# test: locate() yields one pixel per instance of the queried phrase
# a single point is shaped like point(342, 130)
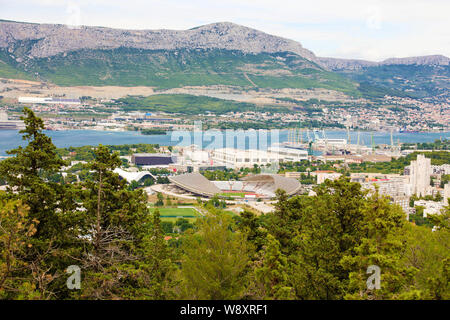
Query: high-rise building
point(420, 173)
point(446, 193)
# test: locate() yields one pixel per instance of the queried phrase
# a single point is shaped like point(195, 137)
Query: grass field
point(232, 194)
point(174, 213)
*-*-*
[What you have to do] The entries should be reproduced word for word, pictures omitted.

[Reply]
# test: locate() yields one pixel per instance of the queried phrase
# a single point is shaped like point(342, 130)
Query: high-rise building
point(420, 173)
point(446, 193)
# test: locate() yields one pixel per instance of the queried phrase
# a single point is shaped like point(195, 137)
Query: grass field
point(232, 194)
point(174, 213)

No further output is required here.